▸ Exercise description: In the material below, rewrite the lines from the line containing "of the flying" to the line containing "[[360, 111]]", substituting "gull" for "seagull" and leaving everything else unchanged. Give only those lines.

▸ Exercise materials:
◆ ◆ ◆ ◆ ◆ ◆ ◆
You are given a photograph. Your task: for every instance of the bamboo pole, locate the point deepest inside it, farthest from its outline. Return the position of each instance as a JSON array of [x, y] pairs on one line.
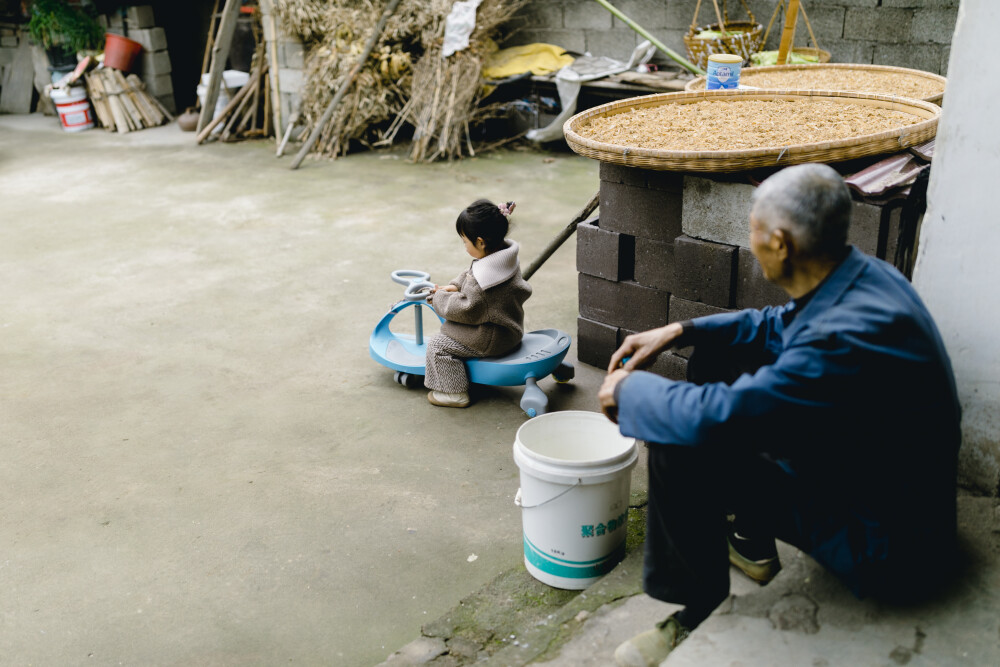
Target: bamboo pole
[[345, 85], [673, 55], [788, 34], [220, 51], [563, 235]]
◆ ◆ ◆ ◆ ◆ ◆ ◆
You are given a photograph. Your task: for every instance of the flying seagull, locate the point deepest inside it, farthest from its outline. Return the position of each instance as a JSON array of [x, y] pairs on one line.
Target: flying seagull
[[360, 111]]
◆ ◆ ◆ ◆ ◆ ◆ ◆
▸ Full solution:
You are given a photograph. Your task: for every instance of the flying gull, locate the point deepest inside it, farthest from its outline. Return the position of each instance as a JSON array of [x, y] pairs on one line.
Target: flying gull
[[360, 111]]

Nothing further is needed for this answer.